[start Supplied data]

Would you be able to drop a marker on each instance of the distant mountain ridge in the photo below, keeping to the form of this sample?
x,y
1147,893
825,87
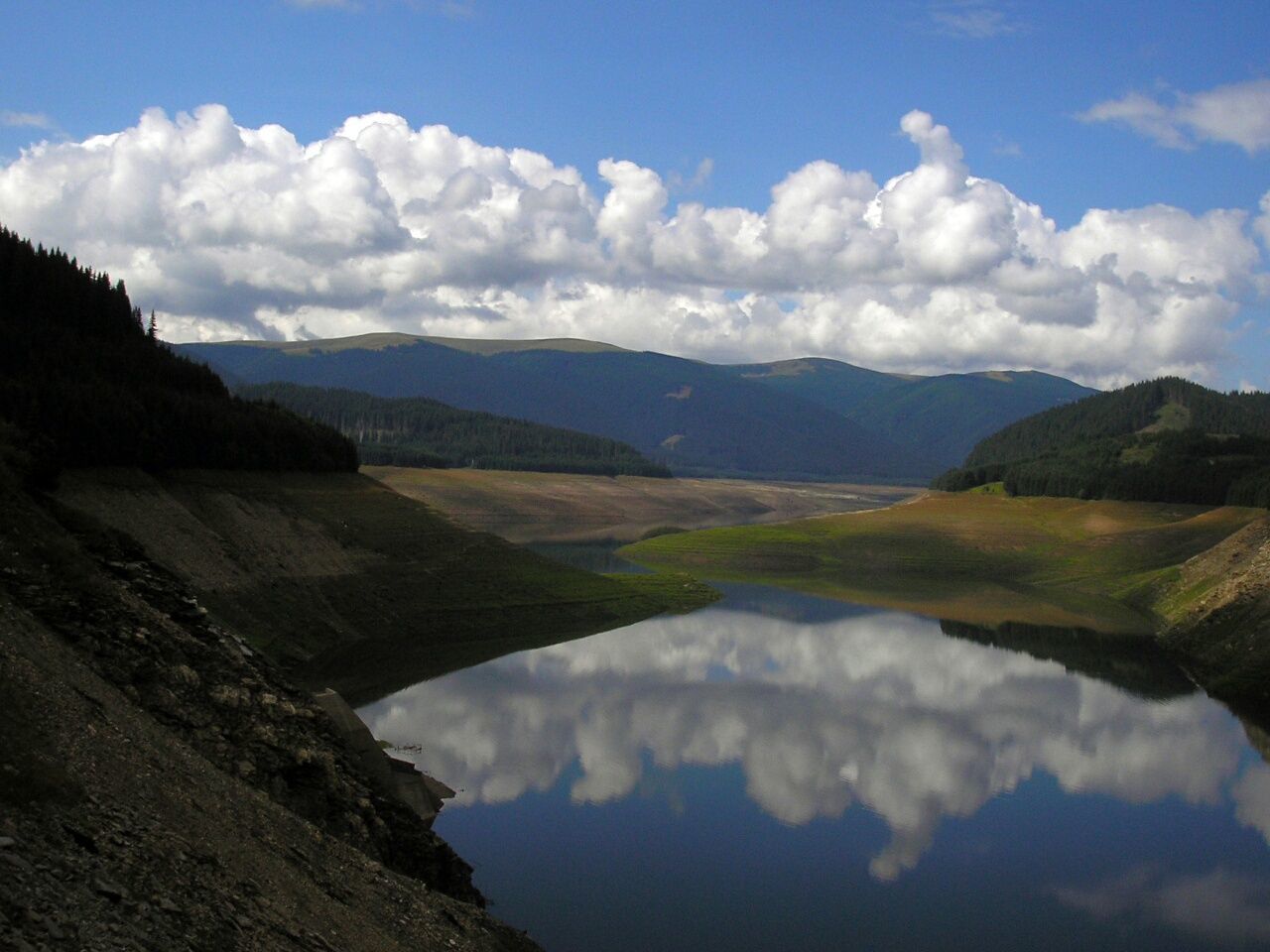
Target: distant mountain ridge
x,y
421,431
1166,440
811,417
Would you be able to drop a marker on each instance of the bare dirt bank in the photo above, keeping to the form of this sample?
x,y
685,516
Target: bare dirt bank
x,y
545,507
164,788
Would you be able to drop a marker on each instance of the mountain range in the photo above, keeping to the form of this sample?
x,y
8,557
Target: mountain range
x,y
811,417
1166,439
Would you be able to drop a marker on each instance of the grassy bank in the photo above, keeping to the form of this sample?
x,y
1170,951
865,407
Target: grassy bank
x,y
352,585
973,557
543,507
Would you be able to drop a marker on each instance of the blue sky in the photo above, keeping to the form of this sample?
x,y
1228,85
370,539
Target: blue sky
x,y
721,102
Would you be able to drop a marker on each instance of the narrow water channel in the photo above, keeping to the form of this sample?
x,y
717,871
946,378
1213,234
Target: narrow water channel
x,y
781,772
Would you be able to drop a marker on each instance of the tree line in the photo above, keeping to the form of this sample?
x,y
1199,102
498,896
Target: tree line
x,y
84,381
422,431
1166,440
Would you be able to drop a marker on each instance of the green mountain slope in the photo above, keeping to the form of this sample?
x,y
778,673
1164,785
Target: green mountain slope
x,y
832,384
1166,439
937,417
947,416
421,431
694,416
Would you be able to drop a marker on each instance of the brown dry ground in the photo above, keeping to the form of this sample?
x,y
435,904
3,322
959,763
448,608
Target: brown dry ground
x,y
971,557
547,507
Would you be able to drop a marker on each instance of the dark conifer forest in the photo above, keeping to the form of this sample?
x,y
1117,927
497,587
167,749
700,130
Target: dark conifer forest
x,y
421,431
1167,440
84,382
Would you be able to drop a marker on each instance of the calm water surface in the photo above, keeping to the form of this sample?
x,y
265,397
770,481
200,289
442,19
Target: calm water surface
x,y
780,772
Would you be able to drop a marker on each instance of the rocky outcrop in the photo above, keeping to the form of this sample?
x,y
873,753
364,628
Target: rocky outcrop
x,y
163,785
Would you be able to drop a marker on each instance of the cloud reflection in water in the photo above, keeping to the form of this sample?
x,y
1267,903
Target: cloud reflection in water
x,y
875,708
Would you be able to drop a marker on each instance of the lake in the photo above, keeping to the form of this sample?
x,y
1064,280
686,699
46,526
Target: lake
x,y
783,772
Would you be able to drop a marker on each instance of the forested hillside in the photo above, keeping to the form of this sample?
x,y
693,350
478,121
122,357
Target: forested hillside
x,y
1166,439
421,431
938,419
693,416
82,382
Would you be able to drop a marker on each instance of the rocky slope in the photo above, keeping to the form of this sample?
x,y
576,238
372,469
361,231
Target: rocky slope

[end Supplied data]

Copy out word for word the lines of the records starting with the line that contains "of the brown" and going on through the end of the records.

**The completed task**.
Would you be able to drop a marker on each instance of the brown dry ground in the photo above, keeping to the form of this sample?
x,y
435,904
3,322
959,763
448,608
Target: brown dry ground
x,y
971,557
547,507
Would you be able to drop a marker on each instance of the dark conifer forest in the photo above, keeping to the form of this sample?
x,y
1117,927
497,587
167,749
700,130
Target: dark conifer forest
x,y
421,431
1167,440
84,382
Would you be able to drop a marker on each instance of the calm water surface in the photo above, keeping to the form of this sample?
x,y
265,397
770,481
200,289
442,19
Target: calm water surface
x,y
780,772
Would you be able to drop a marker on each instance of the rocky outcrop in the photo above, keeping to the form of this sample?
x,y
873,753
364,628
Target: rocky outcrop
x,y
163,785
Would you be able to drop a marker on each instance of the cloud reflection in water in the photo above, keeping to the form of this sample?
x,y
1267,903
Target: cloud reflection in water
x,y
875,708
Would you be able to drop a marker on each instance of the lake in the photo above, keeping to the form of this sample?
x,y
1064,280
686,699
46,526
Target: lake
x,y
783,772
Would you be able to drop a marker on each instance of the forested hillside in the photo above, keeping to the form of this sample?
x,y
693,350
478,121
122,357
Target: forested hillside
x,y
1166,439
421,431
938,419
693,416
82,382
Would you be able to drop a marker on each instance of the rocky slope in the photo above, keeping to the form of this sample?
x,y
576,238
372,469
361,231
Target: rocky slope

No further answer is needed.